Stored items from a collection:
·····
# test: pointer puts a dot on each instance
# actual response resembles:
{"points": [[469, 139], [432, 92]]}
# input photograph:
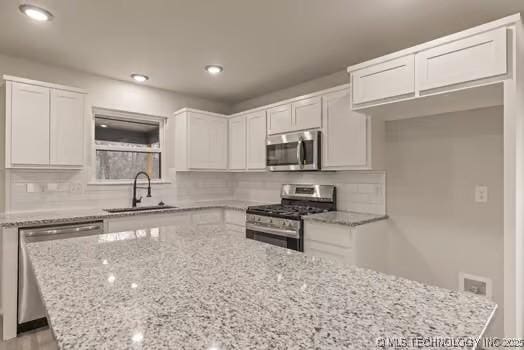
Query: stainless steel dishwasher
{"points": [[31, 311]]}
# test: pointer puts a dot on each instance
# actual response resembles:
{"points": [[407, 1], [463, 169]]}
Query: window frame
{"points": [[132, 117]]}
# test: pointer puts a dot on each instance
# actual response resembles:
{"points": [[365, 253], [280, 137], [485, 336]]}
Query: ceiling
{"points": [[264, 45]]}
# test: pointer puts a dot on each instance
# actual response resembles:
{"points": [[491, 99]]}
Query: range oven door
{"points": [[258, 234], [293, 152]]}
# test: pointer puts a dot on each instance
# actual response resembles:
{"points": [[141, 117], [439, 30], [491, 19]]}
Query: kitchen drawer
{"points": [[201, 217], [328, 251], [477, 57], [383, 81]]}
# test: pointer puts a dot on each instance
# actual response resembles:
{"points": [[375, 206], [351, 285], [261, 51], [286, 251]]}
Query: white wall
{"points": [[107, 93], [437, 230]]}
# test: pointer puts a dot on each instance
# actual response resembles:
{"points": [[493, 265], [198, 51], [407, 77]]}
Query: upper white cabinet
{"points": [[67, 131], [384, 80], [237, 143], [279, 119], [201, 140], [247, 141], [471, 58], [300, 115], [307, 113], [477, 57], [44, 125], [256, 140], [345, 133], [29, 119]]}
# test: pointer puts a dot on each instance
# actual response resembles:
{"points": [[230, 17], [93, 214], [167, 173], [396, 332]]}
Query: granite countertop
{"points": [[345, 218], [65, 216], [204, 288]]}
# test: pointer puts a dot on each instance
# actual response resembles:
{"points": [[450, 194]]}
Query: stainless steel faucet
{"points": [[138, 200]]}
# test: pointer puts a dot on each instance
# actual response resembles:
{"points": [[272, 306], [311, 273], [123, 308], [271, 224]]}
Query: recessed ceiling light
{"points": [[37, 13], [140, 77], [214, 69]]}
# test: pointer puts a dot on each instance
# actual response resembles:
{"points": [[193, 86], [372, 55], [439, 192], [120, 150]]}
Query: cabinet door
{"points": [[67, 128], [256, 140], [384, 80], [237, 143], [345, 133], [199, 142], [279, 119], [307, 113], [29, 125], [217, 131], [476, 57]]}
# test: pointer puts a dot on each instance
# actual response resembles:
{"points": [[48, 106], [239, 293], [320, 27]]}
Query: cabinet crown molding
{"points": [[43, 84]]}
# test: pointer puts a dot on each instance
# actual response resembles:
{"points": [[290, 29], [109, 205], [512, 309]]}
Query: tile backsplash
{"points": [[50, 190], [356, 191]]}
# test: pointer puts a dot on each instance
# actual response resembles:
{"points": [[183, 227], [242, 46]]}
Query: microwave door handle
{"points": [[300, 153]]}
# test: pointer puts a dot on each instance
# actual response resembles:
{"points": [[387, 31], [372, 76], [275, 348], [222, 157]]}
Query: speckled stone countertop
{"points": [[345, 218], [65, 216], [206, 288]]}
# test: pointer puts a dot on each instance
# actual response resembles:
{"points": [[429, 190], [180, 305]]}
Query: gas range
{"points": [[281, 224]]}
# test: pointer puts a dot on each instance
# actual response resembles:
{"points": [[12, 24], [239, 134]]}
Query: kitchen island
{"points": [[202, 287]]}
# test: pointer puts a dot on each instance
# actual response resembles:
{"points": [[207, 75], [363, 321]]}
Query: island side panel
{"points": [[9, 281]]}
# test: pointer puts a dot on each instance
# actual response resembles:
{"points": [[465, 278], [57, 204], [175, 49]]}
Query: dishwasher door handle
{"points": [[61, 232]]}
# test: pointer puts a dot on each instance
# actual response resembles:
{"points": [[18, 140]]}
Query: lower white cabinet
{"points": [[44, 125], [345, 133], [364, 245], [201, 140]]}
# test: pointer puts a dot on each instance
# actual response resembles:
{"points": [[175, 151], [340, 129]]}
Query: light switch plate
{"points": [[475, 284], [481, 194]]}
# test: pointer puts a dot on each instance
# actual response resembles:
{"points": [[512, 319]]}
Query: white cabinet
{"points": [[477, 57], [237, 143], [256, 140], [300, 115], [383, 81], [345, 133], [44, 125], [67, 128], [279, 119], [473, 58], [201, 140], [307, 113], [29, 119]]}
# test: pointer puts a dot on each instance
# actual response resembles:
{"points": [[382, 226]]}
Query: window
{"points": [[126, 144]]}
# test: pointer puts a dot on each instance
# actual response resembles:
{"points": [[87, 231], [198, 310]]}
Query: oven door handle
{"points": [[273, 231]]}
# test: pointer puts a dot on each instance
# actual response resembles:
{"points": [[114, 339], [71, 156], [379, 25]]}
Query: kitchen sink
{"points": [[148, 208]]}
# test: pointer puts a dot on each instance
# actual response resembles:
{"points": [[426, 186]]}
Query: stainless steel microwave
{"points": [[298, 151]]}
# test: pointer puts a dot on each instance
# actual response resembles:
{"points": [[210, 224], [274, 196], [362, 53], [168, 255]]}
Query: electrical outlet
{"points": [[481, 194], [475, 284]]}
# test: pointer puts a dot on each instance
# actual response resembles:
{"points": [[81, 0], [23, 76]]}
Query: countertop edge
{"points": [[106, 215]]}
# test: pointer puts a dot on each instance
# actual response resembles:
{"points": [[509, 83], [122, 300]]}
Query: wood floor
{"points": [[36, 340]]}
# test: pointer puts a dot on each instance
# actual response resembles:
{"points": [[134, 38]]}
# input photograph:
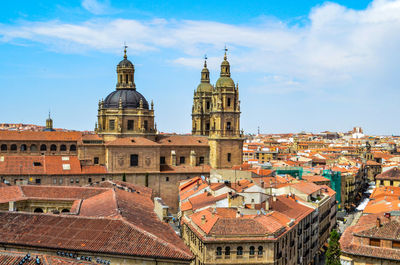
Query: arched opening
{"points": [[239, 251], [252, 250], [33, 148], [260, 250], [219, 251], [227, 251]]}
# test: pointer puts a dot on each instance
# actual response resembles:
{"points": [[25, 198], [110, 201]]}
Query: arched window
{"points": [[239, 251], [38, 210], [219, 251], [33, 148], [252, 250], [260, 250], [227, 251]]}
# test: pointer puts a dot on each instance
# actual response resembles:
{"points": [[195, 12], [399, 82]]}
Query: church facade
{"points": [[126, 143]]}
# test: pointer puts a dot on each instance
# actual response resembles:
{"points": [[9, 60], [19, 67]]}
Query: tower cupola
{"points": [[125, 74]]}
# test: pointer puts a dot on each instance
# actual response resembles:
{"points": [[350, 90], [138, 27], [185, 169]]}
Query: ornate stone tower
{"points": [[125, 112], [49, 124], [225, 138], [202, 104]]}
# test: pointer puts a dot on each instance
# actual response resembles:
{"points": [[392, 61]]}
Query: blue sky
{"points": [[300, 65]]}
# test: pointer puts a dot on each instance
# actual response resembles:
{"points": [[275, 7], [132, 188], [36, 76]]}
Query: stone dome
{"points": [[225, 81], [130, 99], [125, 63]]}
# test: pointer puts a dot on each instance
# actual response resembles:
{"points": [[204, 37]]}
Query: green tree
{"points": [[333, 252]]}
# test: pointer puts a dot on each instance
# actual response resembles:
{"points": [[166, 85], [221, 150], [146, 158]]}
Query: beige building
{"points": [[126, 143], [114, 223]]}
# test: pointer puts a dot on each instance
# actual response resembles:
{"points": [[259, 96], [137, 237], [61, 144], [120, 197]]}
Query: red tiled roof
{"points": [[110, 221], [391, 174], [306, 187], [365, 227]]}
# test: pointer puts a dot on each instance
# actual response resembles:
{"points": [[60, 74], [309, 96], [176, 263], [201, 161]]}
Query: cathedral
{"points": [[126, 144]]}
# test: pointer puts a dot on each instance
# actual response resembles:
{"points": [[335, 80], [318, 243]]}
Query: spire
{"points": [[225, 67], [49, 123], [125, 56], [205, 74], [125, 73]]}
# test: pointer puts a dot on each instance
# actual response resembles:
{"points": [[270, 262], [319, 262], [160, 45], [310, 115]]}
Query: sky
{"points": [[300, 65]]}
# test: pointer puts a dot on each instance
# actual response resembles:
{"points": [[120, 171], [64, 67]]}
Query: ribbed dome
{"points": [[204, 87], [125, 63], [130, 99], [225, 81]]}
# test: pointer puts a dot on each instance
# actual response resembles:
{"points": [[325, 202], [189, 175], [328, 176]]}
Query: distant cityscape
{"points": [[127, 194]]}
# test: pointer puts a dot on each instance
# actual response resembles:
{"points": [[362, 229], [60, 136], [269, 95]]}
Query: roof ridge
{"points": [[154, 237]]}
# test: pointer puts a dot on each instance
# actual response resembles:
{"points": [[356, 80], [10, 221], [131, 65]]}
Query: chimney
{"points": [[203, 219], [378, 222]]}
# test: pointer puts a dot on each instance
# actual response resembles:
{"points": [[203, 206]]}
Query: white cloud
{"points": [[337, 47], [96, 7]]}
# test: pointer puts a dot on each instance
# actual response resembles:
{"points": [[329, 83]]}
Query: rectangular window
{"points": [[130, 125], [396, 244], [112, 125], [375, 242], [162, 160], [134, 160]]}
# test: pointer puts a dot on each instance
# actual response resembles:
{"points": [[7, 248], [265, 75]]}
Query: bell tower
{"points": [[225, 138], [202, 104]]}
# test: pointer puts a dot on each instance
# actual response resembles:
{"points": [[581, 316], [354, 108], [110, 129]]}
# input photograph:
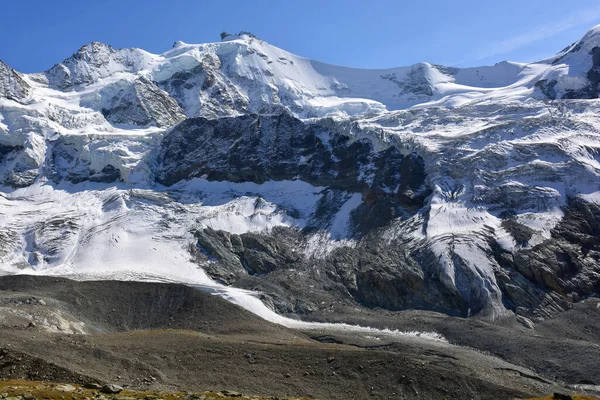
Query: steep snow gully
{"points": [[287, 185]]}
·····
An acceptable answer holds exactly the lines from the one with "Query: white cloud" through the end of the entries above, both ends kept, and no pictures at all.

Query: white cloud
{"points": [[337, 47], [96, 7]]}
# test: pointer puts a dot on each instance
# actual response resembles:
{"points": [[329, 83]]}
Query: rectangular window
{"points": [[130, 125], [396, 244], [112, 125], [375, 242], [162, 160], [134, 160]]}
# test: pointer puts a dot on each instance
# actual response resembles:
{"points": [[7, 248], [265, 75]]}
Query: bell tower
{"points": [[225, 138], [202, 104]]}
# test: pointer puts a dot on each instance
# actual response resembles:
{"points": [[581, 316], [354, 108], [110, 129]]}
# input photograph:
Query: steep snow gully
{"points": [[287, 185]]}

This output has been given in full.